▸ PAGE EXTRACT:
* Start *
While avoiding all hyphenation makes a bad situation worse.
(Sorry guys.)
I believe the questions are:
1) Is there a way to turn off hyphenation at underscores?
2) Is there a way to turn off hyphenation at embedded periods?
--Andrew
|
699.4 | TAG$POST_TRANSLATE may help here | CLOSET::ANKLAM | | Mon Aug 10 1987 16:50 | 57 |
|
Andrew is (as usual) correct. We have two ways of controlling the
hyphenation of words with underscores and slash characters (/).
Providing special processing when a word has an embedded period
is something we hadn't yet considered.
Here's the way these are handled.
1. By default, DOCUMENT treats underscore characters and slashes
the same way that it treats explicit hyphens in a word. If a
line contains a long string with a lot of _ or / in it, TeX
will break any line following the _ or the /, but will not
introduce a hyphen character to show continuation. This was
an intentional design decision based on our original specs.
2. This behavior can be overridden in a DESIGN file, if this
behavior is inappropriate for a specific type of document.
The following should be put in the DESIGN file:
\def\_{\underscore}
\def\slash{/}
These could also be put in the DOC$LOCAL_ELEMENTS file to make
the change system-wide.
3. There is also a way to 'trap' a certain set of specific names
and keep them from being hyphenated. This method involves the
TAG$$LOCAL_STRINGS file. (This is not documented for customers;
the interface is tricky and error-prone.) We have used this in
previous versions of DOCUMENT and it is still in use in some
places.
* End *
▸ DATA EXCERPT:
* Start *
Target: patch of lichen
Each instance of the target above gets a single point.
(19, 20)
* End *
▸ TASK GOAL: Copy the forum thread above about hyphenation at underscores and periods, word for word from start to finish.

▸ REPLY:
While avoiding all hyphenation makes a bad situation worse.
(Sorry guys.)
I believe the questions are:
1) Is there a way to turn off hyphenation at underscores?
2) Is there a way to turn off hyphenation at embedded periods?
--Andrew
|
699.4 | TAG$POST_TRANSLATE may help here | CLOSET::ANKLAM | | Mon Aug 10 1987 16:50 | 57 |
|
Andrew is (as usual) correct. We have two ways of controlling the
hyphenation of words with underscores and slash characters (/).
Providing special processing when a word has an embedded period
is something we hadn't yet considered.
Here's the way these are handled.
1. By default, DOCUMENT treats underscore characters and slashes
the same way that it treats explicit hyphens in a word. If a
line contains a long string with a lot of _ or / in it, TeX
will break any line following the _ or the /, but will not
introduce a hyphen character to show continuation. This was
an intentional design decision based on our original specs.
2. This behavior can be overridden in a DESIGN file, if this
behavior is inappropriate for a specific type of document.
The following should be put in the DESIGN file:
\def\_{\underscore}
\def\slash{/}
These could also be put in the DOC$LOCAL_ELEMENTS file to make
the change system-wide.
3. There is also a way to 'trap' a certain set of specific names
and keep them from being hyphenated. This method involves the
TAG$$LOCAL_STRINGS file. (This is not documented for customers;
the interface is tricky and error-prone.) We have used this in
previous versions of DOCUMENT and it is still in use in some
places.